TEXT:
§

This document describes a set of core Unison functions for expressing fault-tolerant multi-node systems, including systems that must be dynamically updated and redeployed without downtime.
* Some version of these APIs will be implemented on the new Unison runtime. We are looking to gather design feedback and possibly iterate the design before starting on the implementation.
A basic design principle: the Unison runtime should never contact another Unison node unless the user's program explicitly indicates that node should be contacted. Thus, the runtime cannot run any sort of background task that contacts other nodes (like upkeep for a DHT), nor can it implicitly choose which nodes to contact (like doing some sort of autodiscovery to find "good" peers). The idea here is to make the runtime "as dumb as possible", and move all intelligence to regular Unison libraries.
The `Task` returned by `Remote.fork` controls the entirety of the computation forked, including any subtasks forked. Stopping that `Task` stops anything that may be running underneath this fork.
* At runtime, a `Task` value contains a `Node` reference where the `Task` was originally forked.
* To implement `Task.supervise`, the runtime maintains at each node a `Map Task (Timestamp, Status, Optional Node)`, tracking for each task a timestamped last update for that task (when it was running on the current node), and an `Optional Node` if the computation was transferred elsewhere. This `Map` can be pruned using some ad hoc policy (like retain 30s of data or 5000 entries). `Task.supervise` then just chases the computation, following these transfer links until it obtains a "recent enough" status update for the computation. If a node is unresponsive or unreachable, this eventually leads to an `Unresponsive` error being passed to the supervisor.
* The association between a `Name` and a `Box` is _local to the node_. Conceptually, each node has its own durable and ephemeral storage. There is no storage concept exposed by Unison at any granularity beyond nodes (though of course you can write multi-node storage as regular Unison libraries). Nodes are isolated from each other and must communicate explicitly (even if the nodes are all spawned in a single sandbox).
* The `durable name blah : Name Number` is somewhat analogous to a typed file name. It can be resolved on any node to a `Box Number`, and the state of that `Box Number` (whether it is empty or full) will survive node restarts.
* The `node node-name` block declares a node statically, by proving a `Sandbox`.

§

Continue the Unison distributed-systems design notes above, starting after their final sentence.

§

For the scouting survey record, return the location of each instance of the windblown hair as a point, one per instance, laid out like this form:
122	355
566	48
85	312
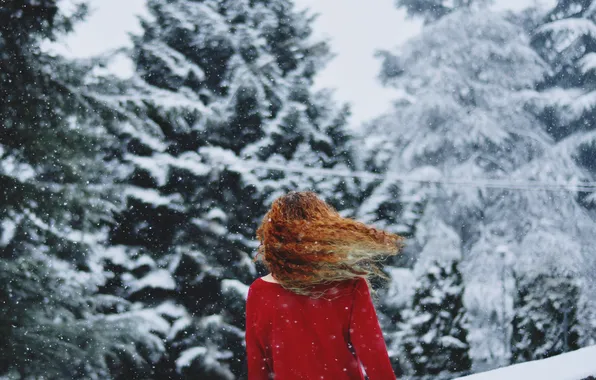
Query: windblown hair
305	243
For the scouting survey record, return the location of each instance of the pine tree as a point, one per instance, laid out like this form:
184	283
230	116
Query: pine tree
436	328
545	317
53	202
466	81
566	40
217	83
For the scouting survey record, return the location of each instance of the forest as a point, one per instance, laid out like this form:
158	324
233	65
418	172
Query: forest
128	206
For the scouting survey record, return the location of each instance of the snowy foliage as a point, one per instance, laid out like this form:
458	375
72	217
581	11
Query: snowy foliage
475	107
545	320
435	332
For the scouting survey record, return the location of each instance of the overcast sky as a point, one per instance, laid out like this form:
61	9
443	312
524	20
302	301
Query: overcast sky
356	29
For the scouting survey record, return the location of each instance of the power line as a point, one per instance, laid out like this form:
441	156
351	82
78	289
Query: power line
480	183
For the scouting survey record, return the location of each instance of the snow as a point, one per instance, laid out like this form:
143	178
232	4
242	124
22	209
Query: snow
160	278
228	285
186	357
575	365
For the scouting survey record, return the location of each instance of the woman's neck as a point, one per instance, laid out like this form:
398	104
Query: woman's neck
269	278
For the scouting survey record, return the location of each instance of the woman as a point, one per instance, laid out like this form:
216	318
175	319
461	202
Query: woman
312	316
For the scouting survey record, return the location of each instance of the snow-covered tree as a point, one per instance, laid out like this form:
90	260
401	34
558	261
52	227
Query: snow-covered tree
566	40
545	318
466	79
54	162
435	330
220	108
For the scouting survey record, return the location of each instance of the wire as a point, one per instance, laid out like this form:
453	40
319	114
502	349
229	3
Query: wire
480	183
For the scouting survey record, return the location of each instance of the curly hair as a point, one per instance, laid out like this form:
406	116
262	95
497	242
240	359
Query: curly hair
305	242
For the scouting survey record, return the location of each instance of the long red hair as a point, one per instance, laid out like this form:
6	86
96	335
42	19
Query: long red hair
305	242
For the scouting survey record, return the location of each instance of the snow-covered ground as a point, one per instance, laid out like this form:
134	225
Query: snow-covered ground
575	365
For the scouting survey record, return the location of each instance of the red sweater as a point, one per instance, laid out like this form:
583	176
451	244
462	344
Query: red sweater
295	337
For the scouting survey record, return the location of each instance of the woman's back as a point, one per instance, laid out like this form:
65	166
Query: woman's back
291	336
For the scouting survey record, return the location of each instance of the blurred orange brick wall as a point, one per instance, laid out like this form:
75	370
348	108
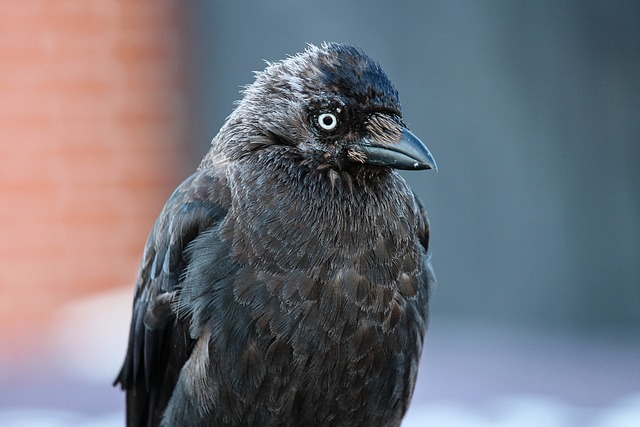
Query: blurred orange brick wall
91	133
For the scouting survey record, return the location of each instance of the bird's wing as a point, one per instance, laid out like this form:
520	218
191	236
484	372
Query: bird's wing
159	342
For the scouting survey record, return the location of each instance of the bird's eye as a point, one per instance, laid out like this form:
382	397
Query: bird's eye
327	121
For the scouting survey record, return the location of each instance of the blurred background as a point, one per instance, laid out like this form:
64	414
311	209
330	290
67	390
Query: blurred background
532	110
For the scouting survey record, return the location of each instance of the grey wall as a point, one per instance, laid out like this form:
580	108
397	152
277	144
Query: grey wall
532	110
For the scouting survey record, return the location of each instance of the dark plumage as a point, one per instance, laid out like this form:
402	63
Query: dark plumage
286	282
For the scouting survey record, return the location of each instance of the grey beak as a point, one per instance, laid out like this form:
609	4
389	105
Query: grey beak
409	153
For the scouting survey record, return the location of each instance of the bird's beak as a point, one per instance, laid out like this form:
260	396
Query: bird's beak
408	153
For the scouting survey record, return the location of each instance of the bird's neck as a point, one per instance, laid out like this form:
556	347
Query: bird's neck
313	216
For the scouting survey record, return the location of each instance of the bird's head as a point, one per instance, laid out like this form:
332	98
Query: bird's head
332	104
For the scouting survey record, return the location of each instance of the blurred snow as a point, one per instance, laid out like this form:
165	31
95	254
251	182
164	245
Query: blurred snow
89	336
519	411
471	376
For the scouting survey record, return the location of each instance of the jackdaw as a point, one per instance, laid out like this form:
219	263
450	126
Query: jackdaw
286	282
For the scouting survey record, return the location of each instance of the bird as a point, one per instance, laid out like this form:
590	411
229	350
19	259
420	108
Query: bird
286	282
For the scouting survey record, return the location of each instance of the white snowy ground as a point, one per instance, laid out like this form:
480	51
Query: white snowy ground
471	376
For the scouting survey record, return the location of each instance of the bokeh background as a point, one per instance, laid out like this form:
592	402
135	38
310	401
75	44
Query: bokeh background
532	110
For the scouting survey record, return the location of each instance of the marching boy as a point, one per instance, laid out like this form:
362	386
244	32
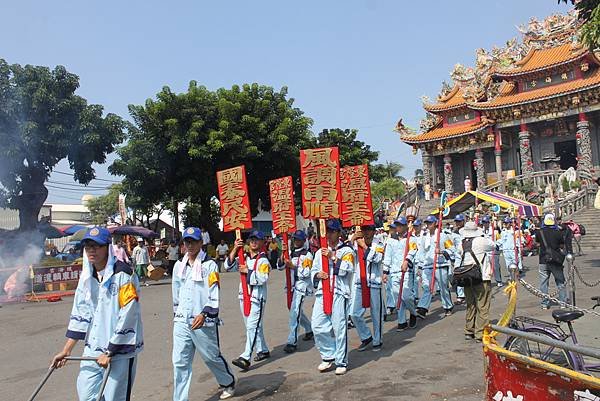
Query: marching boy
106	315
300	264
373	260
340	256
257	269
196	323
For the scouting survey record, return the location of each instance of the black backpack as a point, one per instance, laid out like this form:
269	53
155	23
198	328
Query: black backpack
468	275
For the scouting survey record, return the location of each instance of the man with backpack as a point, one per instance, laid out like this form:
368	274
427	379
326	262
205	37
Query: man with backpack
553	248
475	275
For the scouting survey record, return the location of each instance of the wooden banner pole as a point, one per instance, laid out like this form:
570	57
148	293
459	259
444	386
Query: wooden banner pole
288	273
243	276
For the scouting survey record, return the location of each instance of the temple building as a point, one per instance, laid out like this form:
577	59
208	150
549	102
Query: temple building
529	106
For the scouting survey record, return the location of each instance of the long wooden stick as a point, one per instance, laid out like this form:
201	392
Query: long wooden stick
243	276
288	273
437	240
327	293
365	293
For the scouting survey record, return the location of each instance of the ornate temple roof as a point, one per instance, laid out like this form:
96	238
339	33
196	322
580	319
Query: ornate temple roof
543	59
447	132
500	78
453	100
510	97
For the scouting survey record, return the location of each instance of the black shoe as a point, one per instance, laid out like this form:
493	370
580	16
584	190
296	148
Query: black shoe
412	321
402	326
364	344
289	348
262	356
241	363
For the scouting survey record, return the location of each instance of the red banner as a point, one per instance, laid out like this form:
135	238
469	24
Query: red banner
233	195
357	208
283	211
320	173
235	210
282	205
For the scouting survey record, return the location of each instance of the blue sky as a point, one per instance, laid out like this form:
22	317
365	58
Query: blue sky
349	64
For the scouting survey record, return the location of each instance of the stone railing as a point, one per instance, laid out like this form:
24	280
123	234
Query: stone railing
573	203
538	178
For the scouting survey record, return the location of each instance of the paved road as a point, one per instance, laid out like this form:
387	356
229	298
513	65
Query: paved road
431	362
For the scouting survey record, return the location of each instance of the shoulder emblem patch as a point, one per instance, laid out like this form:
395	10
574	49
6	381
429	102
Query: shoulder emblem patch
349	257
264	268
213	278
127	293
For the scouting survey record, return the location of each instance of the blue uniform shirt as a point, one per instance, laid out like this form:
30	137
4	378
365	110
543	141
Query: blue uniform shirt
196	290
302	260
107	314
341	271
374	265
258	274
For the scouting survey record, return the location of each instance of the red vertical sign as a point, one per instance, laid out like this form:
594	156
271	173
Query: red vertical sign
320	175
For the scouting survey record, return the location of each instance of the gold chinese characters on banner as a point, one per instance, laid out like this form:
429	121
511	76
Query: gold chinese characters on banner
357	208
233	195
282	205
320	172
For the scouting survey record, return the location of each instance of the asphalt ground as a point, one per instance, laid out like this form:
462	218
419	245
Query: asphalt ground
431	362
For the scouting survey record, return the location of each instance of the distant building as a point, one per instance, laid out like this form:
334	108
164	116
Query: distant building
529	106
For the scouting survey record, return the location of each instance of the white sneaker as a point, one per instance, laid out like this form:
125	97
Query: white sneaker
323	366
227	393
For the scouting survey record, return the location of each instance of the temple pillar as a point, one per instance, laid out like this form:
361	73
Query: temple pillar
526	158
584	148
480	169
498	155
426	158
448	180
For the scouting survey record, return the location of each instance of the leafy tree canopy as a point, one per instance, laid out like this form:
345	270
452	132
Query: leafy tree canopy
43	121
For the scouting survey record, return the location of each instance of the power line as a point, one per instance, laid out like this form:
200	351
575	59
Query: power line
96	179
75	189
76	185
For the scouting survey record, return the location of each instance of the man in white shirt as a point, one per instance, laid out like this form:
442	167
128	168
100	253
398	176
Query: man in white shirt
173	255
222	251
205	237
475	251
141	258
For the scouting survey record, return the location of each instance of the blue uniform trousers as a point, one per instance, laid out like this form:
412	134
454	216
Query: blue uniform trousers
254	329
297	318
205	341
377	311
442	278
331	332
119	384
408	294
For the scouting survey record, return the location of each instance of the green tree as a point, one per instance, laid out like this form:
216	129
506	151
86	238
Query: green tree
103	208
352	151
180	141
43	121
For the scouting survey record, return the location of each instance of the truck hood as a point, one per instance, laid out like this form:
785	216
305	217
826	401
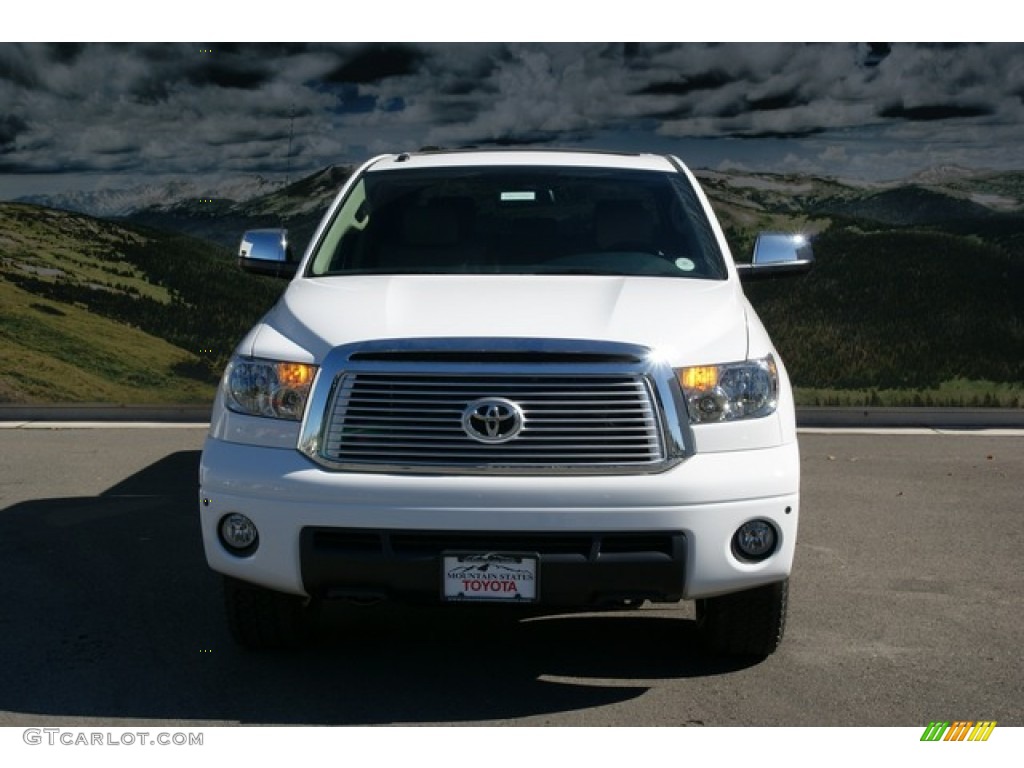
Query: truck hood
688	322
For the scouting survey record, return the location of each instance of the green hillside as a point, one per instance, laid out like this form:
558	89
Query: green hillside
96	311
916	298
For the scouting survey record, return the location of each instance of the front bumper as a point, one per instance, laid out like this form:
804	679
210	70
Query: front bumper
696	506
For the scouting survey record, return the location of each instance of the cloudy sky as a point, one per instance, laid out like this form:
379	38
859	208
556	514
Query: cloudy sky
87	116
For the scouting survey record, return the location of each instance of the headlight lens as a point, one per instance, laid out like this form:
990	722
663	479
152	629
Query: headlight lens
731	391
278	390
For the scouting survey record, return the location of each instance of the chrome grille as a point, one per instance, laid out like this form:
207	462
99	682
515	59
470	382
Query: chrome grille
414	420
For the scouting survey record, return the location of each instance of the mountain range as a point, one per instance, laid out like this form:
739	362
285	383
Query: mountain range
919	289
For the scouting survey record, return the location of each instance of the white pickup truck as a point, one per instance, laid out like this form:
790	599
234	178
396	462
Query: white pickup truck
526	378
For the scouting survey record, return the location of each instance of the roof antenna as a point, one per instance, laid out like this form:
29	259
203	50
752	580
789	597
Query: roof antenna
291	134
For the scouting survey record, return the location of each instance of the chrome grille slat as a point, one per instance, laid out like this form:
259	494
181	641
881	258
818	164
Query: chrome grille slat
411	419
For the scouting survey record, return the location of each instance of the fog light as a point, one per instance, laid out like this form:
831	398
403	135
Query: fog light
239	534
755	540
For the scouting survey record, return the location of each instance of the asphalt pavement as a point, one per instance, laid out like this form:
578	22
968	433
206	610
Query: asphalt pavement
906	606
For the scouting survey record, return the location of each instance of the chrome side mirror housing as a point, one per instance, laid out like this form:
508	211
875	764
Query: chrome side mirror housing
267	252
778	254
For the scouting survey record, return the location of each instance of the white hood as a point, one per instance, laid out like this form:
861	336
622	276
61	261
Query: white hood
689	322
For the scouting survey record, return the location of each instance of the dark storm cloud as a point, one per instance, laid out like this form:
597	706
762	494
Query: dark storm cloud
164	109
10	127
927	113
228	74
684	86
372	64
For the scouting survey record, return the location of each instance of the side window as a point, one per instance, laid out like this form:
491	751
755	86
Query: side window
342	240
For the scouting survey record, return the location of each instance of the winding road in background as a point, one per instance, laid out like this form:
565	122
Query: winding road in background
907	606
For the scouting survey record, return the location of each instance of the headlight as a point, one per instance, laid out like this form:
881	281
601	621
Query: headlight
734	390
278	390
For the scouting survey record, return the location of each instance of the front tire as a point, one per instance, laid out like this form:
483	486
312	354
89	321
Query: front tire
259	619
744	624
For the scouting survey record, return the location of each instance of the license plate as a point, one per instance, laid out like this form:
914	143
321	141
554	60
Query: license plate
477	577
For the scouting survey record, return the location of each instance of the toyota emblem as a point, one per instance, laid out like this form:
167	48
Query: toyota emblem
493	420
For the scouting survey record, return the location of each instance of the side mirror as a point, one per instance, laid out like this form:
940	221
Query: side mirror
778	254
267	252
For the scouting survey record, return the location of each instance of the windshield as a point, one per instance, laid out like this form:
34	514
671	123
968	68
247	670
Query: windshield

§

IN RESPONSE:
* The various `Durable` functions give some flexibility to Unison programs in how they resolve `Durable` values and where they load them from.
* It's expected that `Durable.load : Durable a -> Remote a` could be implemented in terms of `Remote.load-from` and `Durable.peers` (with a small chance of failure if all nodes delete durable data stored elsewhere).
* A sketch of how `Durable.peers` map gets updated:
* Any call to `Durable.load-from n1 d` for a `d` not already present on the current node gets an entry in the peers map.
* When receiving a continuation via `Remote.transfer`, entries are added to the peers map for any durables not present on the receiving node. So if the continuation references `d : Durable Number`, and the sender's peer map for `d` was `[alice, bob, carol]`, then `[alice, bob, carol]` would be added to the recipient's peer map for `d`. If the sender's peer map is empty (because the sender has the `Durable` locally), we'd just add the sender to the peer map.
* Successful calls to `Durable.sync-from` clear out peers map entries for that `Durable` and its transitive dependencies, since once it's stored locally, we stop caring where else we could get it from.
* May want to prune the number of peers stored for a given `Durable`, if lots of peers have it.
* Split `Capability` into `Foreign` (for the foreign function interface) and `Name`, for locally bound names.
* Loading of `Durable` values is more explicit about _where_ the values are being loaded from, but runtime provides enough info to implement good heuristics for discovering `Durable` values from peers more implicitly.
* There's now a way to statically declare a `Node`, which is important for bootstrapping a system.
* Got rid of `Clock` and `Index` in favor of immutable durable storage concept + mutable pointers.
* Got rid of `Channel` in favor of `Box`, also simplified `Capability` API to just build on `Box` directly.
* Got rid of `Heartbeat` arguments to a whole bunch of functions (like `Box.take`, etc), opting for just using the ambient lexically-scoped heartbeat established via `Remote.link`. 99% of the time this is what you want, and you can always push another `Heartbeat` onto the stack via a nested `Remote.link`.
* Clarified behavior around lifetimes of `Remote.fork`-ed computations and `Remote.spawn*` nodes--they always inherit the current ambient heartbeat. I believe this is key for composability, since it makes the interface for shutting down a subcomputation completely uniform.
[This post](http://unisonweb.org/2015-06-02/distributed-evaluation.html) has an early writeup of how Unison's hashing scheme could be used to build a robust multi-node computation story. That eventually got an implementation, and as a demo I put together [a simple multi-node search engine](http://unisonweb.org/2016-10-12/search.html#post-start) in Unison. That raised a couple issues and questions, some discussed in that post, some discussed [in this post about microservices](http://unisonweb.org/2016-10-12/microservices.html#post-start), and some that I have just been ruminating on. 🤔
* Lifecycle management of nodes and durable data---when is durable data destroyed, and when are nodes destroyed? This led to the `Heartbeat` design (which was later scrapped).
* Encryption: how are things encrypted, both at rest (in durable storage) and in transit (when moving between nodes). The solution given here is to have 'in transit' encryption handled transparently by the runtime, but to have encryption keys for durable state to be managed explicitly by the programmer. This allows for multiple nodes to use a common storage layer, without all reads needing to go through a common node.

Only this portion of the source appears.